◆ **Source extract**:
=== Begin Enclosure ===

Also, don’t the LW surveys consistently show that there isn’t a large IQ increase in less wrong readers? You definitely won’t get any normal people to get into the rationality tent if you refer to them as “IQ 100s” for pretty obvious reasons. One of the growth factors you didn’t mention is an atmosphere of acceptance once inside the ingroup, rather than the adversarial atmosphere of LW.
I wasn’t trying to make a complete list of growth factors. I was making a list of advantages yielded by the “prompt identity claim, only then introduce details of doctrine, if at all” order of operations. An atmosphere of acceptance has no direct relationship to that habit and it’s something we could adopt comparatively unproblematically. I have no idea what your stabbing analogy is supposed to get at.
They’re correlated; if your membership test is much more complicated than identity, you’ll get people that curry favor by calling out others for not being true believers. (This is the case in cults, but not so much in mainstream religions.)
Whatever the point is of the nascent social movement MIRI and affiliates are trying to launch, presumably the people executing it want to be successful. If lowered barriers to identification causes rationality to win, I’m not sure I care if that ordering matters.
To rephrase, would you rather live in a world where the only people who were signed up for cryonics were the less than one percent of the population who could both afford to, and had been convinced of the merits of cryonics on purely logical grounds; or in a world where everyone was signed up for cryonics from birth, as a standard part of medical care, because that’s what people who identified as Rationalists did and they didn’t think very much about it?
The latter world may have “missed the point,” but people are dying in the former world. Once you’re dead, it doesn’t really matter how you got there; conversely, it seems a little petty to refuse to use any tool you can to fight it.
Perhaps there should be two levels of membership. Membership in the outer group would only require people to accept the identity; and there would be a social pressure to do the rituals recommended by the inner group. Membership in the inner group would require hard work and proving one’s rationality by successfully completing some tests.
As usual, the religion already has it. The outer group is called “believers” and the inner group is called “priests”.

=== End Enclosure ===

(Data for grounding objects from natural language)
=== Begin Enclosure ===

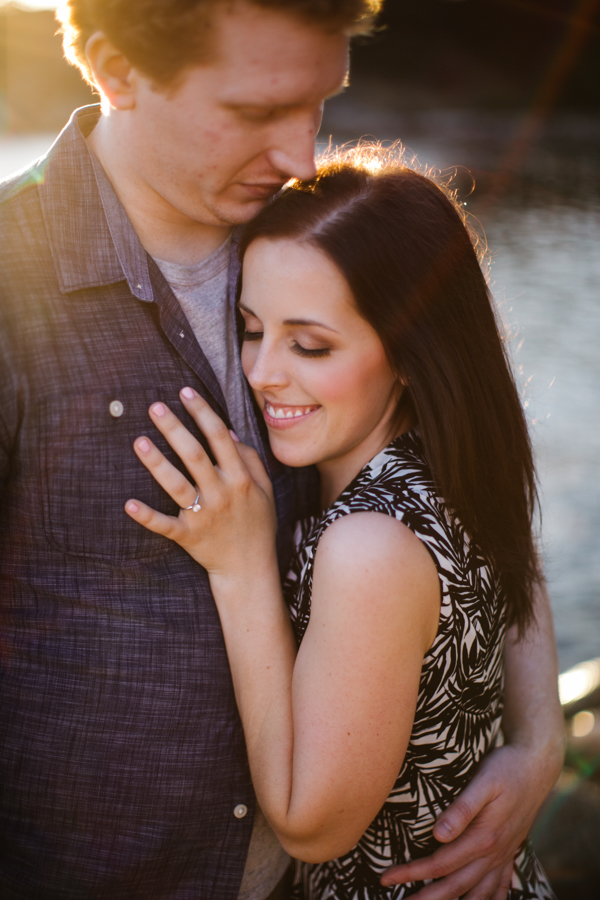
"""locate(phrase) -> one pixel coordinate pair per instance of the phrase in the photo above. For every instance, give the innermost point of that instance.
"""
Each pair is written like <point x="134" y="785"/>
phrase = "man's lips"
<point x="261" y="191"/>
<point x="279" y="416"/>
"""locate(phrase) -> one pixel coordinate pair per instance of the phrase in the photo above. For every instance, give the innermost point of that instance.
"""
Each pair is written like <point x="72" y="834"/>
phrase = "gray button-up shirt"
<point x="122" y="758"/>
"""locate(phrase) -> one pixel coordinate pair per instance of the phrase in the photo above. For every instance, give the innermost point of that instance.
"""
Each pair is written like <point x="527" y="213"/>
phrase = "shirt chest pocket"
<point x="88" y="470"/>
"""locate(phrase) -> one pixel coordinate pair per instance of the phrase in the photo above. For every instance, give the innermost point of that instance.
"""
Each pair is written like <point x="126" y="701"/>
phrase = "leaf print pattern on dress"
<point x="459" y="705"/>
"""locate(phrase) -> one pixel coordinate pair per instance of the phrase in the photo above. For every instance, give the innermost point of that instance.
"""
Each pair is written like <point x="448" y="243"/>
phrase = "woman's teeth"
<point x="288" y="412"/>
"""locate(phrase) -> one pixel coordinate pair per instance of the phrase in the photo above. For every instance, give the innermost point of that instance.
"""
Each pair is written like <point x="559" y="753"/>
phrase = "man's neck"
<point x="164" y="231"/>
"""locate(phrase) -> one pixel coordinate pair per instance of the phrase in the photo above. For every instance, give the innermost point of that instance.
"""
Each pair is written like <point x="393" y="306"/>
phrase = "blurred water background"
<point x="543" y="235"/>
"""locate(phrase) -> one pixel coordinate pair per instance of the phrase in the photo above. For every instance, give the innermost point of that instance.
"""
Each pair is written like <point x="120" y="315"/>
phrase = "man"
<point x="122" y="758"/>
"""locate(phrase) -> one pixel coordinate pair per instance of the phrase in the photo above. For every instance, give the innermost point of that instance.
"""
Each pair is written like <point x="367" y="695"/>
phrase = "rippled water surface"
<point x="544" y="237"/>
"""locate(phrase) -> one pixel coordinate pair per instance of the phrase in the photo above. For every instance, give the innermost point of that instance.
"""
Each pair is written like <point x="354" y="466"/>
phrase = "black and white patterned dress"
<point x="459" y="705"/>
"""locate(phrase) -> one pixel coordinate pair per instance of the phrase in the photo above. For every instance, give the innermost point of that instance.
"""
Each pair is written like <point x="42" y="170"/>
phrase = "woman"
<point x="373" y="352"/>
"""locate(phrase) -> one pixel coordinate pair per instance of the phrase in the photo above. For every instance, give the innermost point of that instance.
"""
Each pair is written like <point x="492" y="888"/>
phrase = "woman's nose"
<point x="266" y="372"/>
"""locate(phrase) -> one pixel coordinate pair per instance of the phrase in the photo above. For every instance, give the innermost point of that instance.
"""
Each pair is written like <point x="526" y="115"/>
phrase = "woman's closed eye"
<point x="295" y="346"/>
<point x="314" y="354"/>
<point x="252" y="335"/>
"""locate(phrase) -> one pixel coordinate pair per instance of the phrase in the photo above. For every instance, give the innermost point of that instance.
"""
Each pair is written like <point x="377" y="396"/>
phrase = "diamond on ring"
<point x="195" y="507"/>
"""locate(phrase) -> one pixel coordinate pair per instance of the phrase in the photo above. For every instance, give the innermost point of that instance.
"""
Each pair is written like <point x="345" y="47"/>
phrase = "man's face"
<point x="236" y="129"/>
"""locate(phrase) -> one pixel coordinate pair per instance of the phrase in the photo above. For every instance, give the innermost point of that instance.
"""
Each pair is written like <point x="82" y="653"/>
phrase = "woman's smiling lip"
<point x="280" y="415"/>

=== End Enclosure ===

◆ **Required tasks**:
**A.** In the forum discussion about rationality, what does religion call the outer group and the inner group?
**B.** Continue the forum discussion about rationality after its final line.

◆ **Your responses**:
**A.** The outer group is called "believers" and the inner group "priests."

**B.**
In a hypothetical world ruled by rationalists, the priests would do the rationality training and try to be as free of bias as possible, and the believers would be advised to sign up for cryonics.
I feel rather like you’re patronizing me; please take that as rebuke if you are and an attempt at helpful feedback on composing your communiques if you are not.
I would rather decouple cryonics from rationalism enough that it could be a standard practice without having to win over the population with an identity claim. Even if the identity claim → doctrine order of operations helps, that doesn’t make it foolproof, or whichever religion figured it out first would be universal by now.
Well, the secrets cults are dead, and the three religions that figured that out first in their respective regions captured pretty much the entire market to the point where there’s a stalemate. People tend to have ideas at around the same time, and ideas spread slower back then, but the religions of modernity are universal for precisely that reason.
Maybe I’m misunderstanding, but if you mean ”… that there isn’t a large difference between the IQs of LW readers and those of the general population” then no, the surveys appear to show the exact opposite: so far as one can tell from these surveys, the LW population appears to be something like 3 standard deviations above average.
For the avoidance of doubt, this is perfectly consistent with its being a really bad idea to be dismissive about people with average IQs—though as it happens I don’t think Alicorn actually was, and in particular she didn’t refer to anyone as “IQ 100s”.